[Stored data entries]

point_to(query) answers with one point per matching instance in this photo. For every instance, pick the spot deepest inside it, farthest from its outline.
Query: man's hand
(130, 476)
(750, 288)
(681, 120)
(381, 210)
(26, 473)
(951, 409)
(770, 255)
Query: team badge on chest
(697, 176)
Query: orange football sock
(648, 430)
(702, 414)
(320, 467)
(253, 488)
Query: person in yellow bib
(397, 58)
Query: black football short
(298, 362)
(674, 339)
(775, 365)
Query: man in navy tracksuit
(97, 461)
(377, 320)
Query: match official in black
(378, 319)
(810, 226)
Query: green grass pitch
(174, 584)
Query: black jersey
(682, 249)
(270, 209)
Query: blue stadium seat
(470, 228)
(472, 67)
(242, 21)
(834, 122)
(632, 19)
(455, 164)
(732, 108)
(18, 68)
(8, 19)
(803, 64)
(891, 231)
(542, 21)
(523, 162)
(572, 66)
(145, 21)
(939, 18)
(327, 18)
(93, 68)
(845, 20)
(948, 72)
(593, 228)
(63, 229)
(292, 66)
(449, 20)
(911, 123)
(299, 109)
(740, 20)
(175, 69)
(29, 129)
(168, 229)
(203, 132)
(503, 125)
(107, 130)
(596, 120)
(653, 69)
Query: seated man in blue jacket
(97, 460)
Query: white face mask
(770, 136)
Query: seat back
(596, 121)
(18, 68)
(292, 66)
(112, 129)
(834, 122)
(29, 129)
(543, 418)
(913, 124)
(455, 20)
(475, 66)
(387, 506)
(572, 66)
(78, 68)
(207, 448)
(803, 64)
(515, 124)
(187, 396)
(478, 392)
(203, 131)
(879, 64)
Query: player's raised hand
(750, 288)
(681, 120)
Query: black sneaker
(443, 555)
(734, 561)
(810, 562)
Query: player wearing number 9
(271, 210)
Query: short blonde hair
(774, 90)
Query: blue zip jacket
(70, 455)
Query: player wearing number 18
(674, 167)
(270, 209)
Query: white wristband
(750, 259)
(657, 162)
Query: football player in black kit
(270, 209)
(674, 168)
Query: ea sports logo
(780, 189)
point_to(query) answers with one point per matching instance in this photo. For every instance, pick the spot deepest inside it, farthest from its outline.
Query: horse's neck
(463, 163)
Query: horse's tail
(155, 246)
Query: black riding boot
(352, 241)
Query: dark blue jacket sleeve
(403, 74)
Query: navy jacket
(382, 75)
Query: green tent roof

* _Task objective_: Line by line, restate the data exactly.

* _Result below_:
point_to(query) answers with one point per matching instance in this photo. For every instance, pick the spot deepest inside it, farthest from its outline.
Query: man's hand
(130, 476)
(750, 288)
(681, 120)
(381, 210)
(26, 473)
(951, 409)
(770, 255)
Query: team badge on chest
(697, 176)
Query: orange football sock
(648, 430)
(702, 414)
(320, 467)
(253, 488)
Query: person in yellow bib
(397, 58)
Query: black football short
(298, 362)
(674, 339)
(775, 365)
Query: man in navy tracksuit
(97, 461)
(377, 320)
Query: match official in black
(378, 319)
(810, 226)
Query: green grass pitch
(174, 584)
Query: black jersey
(682, 249)
(270, 209)
Query: blue stadium seat
(470, 228)
(472, 67)
(242, 21)
(834, 122)
(632, 19)
(455, 164)
(732, 108)
(18, 68)
(8, 19)
(803, 64)
(891, 231)
(542, 21)
(523, 162)
(572, 66)
(145, 21)
(939, 18)
(327, 18)
(93, 68)
(845, 20)
(948, 72)
(593, 228)
(63, 229)
(292, 66)
(449, 20)
(911, 123)
(299, 109)
(740, 20)
(175, 69)
(29, 129)
(168, 229)
(203, 132)
(503, 125)
(107, 130)
(596, 120)
(653, 69)
Query: seated man in blue jacket
(97, 460)
Query: white face mask
(770, 136)
Query: seat back
(596, 121)
(18, 68)
(292, 66)
(112, 129)
(834, 122)
(29, 129)
(543, 418)
(913, 124)
(455, 20)
(475, 66)
(387, 506)
(572, 66)
(78, 68)
(207, 448)
(803, 64)
(515, 124)
(187, 396)
(478, 392)
(203, 131)
(879, 64)
Query: player's raised hand
(750, 288)
(681, 120)
Query: black sneaker
(443, 555)
(734, 561)
(810, 562)
Query: player wearing number 9
(271, 210)
Query: short blonde hair
(774, 90)
Query: blue zip jacket
(70, 455)
Query: player wearing number 18
(674, 167)
(270, 209)
Query: white wristband
(750, 259)
(657, 162)
Query: football player in black kit
(270, 209)
(674, 168)
Query: ea sports logo
(780, 189)
point_to(query) answers with one point per matching instance in this photo. For every instance, pick the spot deepest inside it, farthest from its outline.
Query: horse's neck
(463, 163)
Query: horse's tail
(155, 246)
Query: black riding boot
(352, 241)
Query: dark blue jacket sleeve
(403, 74)
Query: navy jacket
(382, 75)
Query: green tent roof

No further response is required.